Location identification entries
>> BEGIN

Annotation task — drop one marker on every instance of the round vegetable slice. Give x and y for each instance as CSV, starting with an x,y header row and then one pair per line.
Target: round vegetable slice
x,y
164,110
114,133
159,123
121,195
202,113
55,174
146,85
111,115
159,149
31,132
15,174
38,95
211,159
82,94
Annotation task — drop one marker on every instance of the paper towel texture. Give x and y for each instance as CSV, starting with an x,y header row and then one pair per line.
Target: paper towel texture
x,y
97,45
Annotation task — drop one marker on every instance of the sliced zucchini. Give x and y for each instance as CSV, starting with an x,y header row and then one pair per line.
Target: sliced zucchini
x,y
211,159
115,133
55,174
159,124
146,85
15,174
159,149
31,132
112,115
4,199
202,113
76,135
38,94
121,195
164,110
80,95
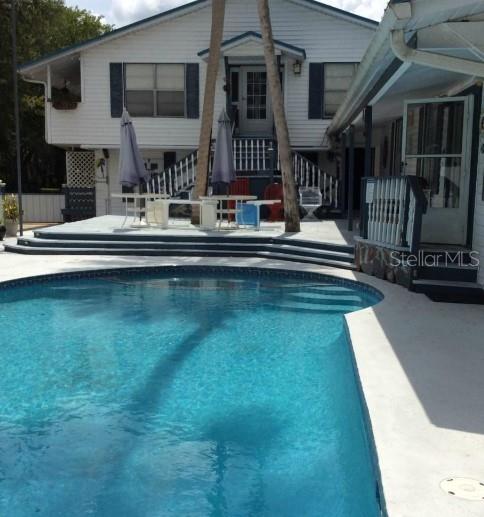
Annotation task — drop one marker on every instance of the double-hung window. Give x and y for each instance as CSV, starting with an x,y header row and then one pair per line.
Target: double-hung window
x,y
155,90
337,82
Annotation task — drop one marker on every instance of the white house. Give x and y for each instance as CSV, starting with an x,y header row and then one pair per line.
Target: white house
x,y
417,101
156,67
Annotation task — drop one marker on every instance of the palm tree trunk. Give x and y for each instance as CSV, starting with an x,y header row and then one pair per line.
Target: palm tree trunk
x,y
201,181
291,206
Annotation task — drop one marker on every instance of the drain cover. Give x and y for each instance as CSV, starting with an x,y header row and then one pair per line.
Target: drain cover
x,y
465,488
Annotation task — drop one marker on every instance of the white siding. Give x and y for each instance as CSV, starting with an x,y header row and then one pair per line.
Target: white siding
x,y
478,242
104,203
324,37
43,208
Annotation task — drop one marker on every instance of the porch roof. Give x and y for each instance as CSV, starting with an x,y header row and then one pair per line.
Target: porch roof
x,y
254,37
393,69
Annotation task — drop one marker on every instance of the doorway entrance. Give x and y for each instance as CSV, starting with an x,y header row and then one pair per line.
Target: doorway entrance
x,y
436,148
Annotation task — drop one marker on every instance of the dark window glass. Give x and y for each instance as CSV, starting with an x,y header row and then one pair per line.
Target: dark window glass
x,y
234,86
170,104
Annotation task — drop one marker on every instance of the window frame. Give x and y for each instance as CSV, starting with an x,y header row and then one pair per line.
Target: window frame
x,y
155,90
325,63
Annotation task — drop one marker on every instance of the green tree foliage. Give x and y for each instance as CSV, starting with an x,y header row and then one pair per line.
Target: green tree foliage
x,y
43,26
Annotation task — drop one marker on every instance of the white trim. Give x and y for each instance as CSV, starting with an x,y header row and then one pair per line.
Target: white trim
x,y
331,12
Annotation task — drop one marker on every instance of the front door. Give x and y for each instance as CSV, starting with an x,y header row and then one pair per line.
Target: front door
x,y
436,148
255,106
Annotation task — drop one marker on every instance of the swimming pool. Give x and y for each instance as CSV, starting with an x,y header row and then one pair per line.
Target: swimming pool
x,y
192,393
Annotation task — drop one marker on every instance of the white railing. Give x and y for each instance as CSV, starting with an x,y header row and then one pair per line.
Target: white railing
x,y
253,154
177,178
393,210
309,175
256,155
43,208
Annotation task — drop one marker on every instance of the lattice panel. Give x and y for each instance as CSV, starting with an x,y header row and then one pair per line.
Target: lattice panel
x,y
81,169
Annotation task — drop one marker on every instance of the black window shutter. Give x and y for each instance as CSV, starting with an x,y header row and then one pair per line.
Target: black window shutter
x,y
117,88
316,91
192,88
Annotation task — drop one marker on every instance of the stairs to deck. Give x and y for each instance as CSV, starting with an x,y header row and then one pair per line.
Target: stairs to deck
x,y
448,275
46,242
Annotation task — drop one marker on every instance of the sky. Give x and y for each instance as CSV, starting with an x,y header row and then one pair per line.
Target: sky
x,y
121,12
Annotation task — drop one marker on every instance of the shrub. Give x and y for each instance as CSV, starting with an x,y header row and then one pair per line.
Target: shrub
x,y
10,207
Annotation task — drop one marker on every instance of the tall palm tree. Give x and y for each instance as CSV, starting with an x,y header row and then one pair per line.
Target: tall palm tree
x,y
291,207
218,15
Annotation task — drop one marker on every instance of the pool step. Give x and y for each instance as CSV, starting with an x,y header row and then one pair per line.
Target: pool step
x,y
450,291
309,255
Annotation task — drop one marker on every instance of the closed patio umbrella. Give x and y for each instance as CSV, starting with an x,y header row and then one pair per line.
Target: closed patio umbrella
x,y
132,170
223,171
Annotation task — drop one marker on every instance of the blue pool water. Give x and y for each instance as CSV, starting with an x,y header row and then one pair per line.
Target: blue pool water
x,y
137,395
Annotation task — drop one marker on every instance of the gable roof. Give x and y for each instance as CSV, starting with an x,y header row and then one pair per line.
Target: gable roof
x,y
174,13
255,36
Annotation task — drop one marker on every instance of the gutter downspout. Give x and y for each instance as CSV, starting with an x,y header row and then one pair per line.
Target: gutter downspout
x,y
432,60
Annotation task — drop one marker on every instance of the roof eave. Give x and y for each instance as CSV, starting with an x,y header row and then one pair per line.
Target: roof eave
x,y
116,33
287,48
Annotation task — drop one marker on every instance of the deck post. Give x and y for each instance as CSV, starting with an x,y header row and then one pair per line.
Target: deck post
x,y
368,118
351,175
17,116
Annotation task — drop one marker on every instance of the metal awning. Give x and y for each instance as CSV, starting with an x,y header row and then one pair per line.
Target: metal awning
x,y
252,41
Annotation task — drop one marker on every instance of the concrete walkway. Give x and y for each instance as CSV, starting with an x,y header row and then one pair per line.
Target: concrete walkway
x,y
421,366
320,231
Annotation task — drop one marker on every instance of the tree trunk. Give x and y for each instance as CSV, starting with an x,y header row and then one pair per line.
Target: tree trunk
x,y
291,206
201,181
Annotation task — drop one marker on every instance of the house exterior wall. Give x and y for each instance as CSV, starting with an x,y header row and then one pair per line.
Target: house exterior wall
x,y
326,38
478,241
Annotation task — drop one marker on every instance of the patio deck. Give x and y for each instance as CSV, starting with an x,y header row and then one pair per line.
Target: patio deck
x,y
317,231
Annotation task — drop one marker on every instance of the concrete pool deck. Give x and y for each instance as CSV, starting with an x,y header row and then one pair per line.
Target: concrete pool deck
x,y
421,366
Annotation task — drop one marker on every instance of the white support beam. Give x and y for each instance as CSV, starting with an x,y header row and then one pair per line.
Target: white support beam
x,y
429,59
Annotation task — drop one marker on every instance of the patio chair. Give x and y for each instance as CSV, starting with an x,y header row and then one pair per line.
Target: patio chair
x,y
276,211
310,198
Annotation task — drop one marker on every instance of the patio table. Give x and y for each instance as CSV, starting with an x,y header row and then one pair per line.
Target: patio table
x,y
159,211
229,211
136,210
258,203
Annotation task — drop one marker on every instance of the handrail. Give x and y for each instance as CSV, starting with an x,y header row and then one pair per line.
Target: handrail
x,y
392,210
310,175
251,155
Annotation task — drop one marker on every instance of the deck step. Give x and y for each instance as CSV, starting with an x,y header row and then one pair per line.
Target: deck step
x,y
449,272
192,245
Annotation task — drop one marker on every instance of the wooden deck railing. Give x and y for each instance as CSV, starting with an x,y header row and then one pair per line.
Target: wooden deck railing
x,y
392,210
251,156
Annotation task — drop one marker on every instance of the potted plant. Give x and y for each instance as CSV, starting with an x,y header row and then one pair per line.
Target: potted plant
x,y
10,215
64,99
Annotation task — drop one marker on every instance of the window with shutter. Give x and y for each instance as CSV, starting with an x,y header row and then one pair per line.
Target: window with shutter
x,y
116,88
155,90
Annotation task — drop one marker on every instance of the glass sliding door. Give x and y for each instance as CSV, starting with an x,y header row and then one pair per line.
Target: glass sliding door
x,y
436,149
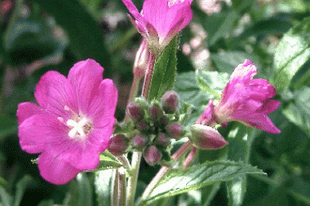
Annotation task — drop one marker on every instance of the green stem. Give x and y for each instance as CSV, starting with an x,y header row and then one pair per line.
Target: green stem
x,y
148,76
132,181
114,201
163,171
122,187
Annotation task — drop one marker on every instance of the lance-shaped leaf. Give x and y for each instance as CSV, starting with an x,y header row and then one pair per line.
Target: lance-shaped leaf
x,y
291,54
164,71
181,181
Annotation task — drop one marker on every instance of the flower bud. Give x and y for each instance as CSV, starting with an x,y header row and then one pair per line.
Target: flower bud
x,y
170,102
118,145
174,130
140,141
143,126
162,139
142,59
155,112
135,111
152,155
206,138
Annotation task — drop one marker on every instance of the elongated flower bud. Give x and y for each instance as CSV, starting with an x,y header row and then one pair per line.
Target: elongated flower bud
x,y
174,130
170,102
140,141
206,138
152,155
142,59
135,111
118,145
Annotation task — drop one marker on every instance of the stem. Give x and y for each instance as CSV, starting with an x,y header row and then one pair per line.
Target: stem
x,y
122,187
162,172
114,201
132,181
148,76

>> END

## Instructions for the task
Extract, exactly as they appear, the lines from the one containing "of the lance-shaped" through the final line.

## Answer to the exercise
Annotation task — drop one marker on every instance of the lance-shaped leaf. Give x and y for each instance as CSV, starting with an x,y header row and then one pair per line.
Target: lance-shaped leaf
x,y
291,54
164,71
181,181
Annotation task — drop one marker on every instance of the flower bud. Give x and y for each instance as CSV, starting with an x,y header row and then one pair per line.
Target: flower bud
x,y
170,102
118,145
174,130
140,141
143,126
162,139
142,59
155,112
135,111
152,155
206,138
Annotation task — drop one marker on every instance of the elongated flower bud. Give x and y for each instance as CSV, starting with an x,y header row and then one pair per line.
Target: elongated flower bud
x,y
174,130
170,102
140,141
206,138
152,155
142,59
135,111
118,145
Annotation task — drop one marker on every instance of the stem. Give x and y for each instance as CSV, starting with an x,y header row and then one pair per line.
Target: stem
x,y
122,187
162,172
114,201
132,181
148,76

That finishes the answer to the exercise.